SOURCE DATA>
—————

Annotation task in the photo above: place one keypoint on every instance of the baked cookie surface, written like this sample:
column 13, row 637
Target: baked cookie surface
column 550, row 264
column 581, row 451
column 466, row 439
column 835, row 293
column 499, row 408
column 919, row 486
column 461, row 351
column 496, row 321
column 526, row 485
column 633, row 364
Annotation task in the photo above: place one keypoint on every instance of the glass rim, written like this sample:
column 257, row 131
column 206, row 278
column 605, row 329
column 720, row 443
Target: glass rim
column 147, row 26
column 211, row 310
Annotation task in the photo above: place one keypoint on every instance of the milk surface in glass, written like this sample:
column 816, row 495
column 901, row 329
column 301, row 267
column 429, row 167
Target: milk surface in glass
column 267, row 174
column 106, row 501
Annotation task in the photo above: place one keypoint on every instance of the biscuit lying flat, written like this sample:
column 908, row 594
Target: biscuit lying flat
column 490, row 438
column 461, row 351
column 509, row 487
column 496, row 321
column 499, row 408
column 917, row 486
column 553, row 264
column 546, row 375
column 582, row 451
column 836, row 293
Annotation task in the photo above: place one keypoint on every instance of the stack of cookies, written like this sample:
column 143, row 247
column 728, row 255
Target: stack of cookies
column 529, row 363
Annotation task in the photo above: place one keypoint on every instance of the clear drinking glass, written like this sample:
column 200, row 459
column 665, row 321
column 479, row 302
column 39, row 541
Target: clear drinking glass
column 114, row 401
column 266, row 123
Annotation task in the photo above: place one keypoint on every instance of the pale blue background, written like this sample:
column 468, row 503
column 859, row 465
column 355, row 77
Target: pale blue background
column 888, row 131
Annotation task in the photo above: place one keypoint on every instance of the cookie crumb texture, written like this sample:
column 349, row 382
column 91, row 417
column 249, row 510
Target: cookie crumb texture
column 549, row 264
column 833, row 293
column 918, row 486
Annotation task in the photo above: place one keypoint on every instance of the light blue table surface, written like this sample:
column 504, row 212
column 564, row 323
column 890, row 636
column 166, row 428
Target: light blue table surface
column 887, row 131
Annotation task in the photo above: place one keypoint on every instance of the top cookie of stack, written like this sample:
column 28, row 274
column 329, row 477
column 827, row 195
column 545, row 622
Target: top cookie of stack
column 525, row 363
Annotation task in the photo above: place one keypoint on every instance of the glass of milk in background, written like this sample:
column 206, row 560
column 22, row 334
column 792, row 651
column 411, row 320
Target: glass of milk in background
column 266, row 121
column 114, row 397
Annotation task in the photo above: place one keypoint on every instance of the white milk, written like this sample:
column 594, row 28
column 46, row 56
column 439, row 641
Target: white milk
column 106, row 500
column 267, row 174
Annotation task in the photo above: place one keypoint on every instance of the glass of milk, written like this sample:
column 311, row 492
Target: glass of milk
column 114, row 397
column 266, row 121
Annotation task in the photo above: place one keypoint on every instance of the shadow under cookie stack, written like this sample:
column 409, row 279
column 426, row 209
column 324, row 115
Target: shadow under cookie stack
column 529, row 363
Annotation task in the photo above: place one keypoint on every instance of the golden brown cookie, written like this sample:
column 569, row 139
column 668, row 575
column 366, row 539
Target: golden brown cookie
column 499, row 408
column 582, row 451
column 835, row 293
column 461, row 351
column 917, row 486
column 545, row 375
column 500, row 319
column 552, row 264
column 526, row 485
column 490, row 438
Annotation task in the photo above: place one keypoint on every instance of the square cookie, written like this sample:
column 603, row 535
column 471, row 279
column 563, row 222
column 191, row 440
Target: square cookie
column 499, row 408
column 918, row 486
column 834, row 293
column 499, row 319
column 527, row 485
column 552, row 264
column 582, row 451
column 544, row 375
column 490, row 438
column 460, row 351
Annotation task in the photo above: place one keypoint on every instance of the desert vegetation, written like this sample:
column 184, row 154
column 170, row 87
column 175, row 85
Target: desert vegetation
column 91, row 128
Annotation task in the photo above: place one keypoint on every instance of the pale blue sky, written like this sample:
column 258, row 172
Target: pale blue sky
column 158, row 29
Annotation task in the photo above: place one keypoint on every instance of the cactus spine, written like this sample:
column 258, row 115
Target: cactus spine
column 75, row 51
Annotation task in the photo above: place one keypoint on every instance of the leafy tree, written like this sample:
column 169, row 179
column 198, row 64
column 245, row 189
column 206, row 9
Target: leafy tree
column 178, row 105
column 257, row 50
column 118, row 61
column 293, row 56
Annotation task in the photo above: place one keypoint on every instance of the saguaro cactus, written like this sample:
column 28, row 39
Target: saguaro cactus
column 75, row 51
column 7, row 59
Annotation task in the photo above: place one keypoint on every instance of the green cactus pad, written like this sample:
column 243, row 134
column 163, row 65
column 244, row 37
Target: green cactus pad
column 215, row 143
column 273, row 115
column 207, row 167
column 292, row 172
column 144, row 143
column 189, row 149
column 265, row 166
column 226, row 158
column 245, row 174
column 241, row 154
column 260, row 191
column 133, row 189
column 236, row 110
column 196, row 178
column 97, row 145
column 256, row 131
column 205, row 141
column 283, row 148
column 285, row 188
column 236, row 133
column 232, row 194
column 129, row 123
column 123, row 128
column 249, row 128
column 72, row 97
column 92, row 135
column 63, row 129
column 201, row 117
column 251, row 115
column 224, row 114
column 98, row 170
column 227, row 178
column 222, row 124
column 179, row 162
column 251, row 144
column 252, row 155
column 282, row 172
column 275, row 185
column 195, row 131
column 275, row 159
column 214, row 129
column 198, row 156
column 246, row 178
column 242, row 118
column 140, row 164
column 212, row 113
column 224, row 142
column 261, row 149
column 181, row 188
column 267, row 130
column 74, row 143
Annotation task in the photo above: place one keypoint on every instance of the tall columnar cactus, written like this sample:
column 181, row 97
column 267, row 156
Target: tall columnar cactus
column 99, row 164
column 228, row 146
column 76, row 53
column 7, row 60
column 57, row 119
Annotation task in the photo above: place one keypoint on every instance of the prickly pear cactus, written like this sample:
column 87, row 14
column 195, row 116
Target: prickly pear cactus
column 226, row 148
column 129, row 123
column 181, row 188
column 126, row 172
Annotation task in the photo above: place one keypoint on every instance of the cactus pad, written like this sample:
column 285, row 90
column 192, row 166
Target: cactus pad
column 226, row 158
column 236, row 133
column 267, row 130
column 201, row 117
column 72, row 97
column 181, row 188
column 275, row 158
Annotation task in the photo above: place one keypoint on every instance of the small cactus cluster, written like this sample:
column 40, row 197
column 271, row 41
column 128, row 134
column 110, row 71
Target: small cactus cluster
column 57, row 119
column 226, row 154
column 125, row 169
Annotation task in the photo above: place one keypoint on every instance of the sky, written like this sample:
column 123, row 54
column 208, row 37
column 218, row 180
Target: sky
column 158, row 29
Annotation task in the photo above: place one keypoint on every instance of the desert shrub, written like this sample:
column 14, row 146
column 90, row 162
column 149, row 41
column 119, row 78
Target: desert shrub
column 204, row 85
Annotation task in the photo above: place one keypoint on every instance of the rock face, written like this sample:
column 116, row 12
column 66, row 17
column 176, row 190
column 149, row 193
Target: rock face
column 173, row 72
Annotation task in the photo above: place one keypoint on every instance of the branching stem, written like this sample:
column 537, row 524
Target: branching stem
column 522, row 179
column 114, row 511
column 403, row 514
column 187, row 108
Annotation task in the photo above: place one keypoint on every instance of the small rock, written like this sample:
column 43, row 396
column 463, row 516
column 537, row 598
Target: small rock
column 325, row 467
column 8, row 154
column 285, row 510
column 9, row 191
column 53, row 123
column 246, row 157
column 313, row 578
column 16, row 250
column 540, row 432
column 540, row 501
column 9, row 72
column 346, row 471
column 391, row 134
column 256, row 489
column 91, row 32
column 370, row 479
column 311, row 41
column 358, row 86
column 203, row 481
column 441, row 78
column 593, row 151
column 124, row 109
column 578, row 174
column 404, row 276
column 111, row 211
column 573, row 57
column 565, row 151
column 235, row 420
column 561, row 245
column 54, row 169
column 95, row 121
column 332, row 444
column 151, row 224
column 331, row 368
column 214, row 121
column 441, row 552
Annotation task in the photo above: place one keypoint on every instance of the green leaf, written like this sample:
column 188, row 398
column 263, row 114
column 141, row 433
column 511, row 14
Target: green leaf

—————

WORK REQUEST>
Could you set down, word for word, only the lines above from the line with "column 46, row 56" to the line with "column 366, row 539", including both?

PROBLEM SOLUTION>
column 46, row 56
column 439, row 641
Target: white milk
column 106, row 500
column 267, row 174
Annotation task in the photo above: place one keypoint on every instance of the glass of milk, written like this sample:
column 311, row 492
Target: glass of milk
column 114, row 397
column 266, row 121
Annotation task in the photo above: place one keypoint on every instance of the shadow under cookie stack, written like this sample:
column 409, row 279
column 426, row 209
column 324, row 115
Target: shadow under cookie stack
column 529, row 363
Annotation task in the photo above: place one keypoint on every instance of the golden brown cookie, written like this sample:
column 569, row 139
column 668, row 575
column 366, row 539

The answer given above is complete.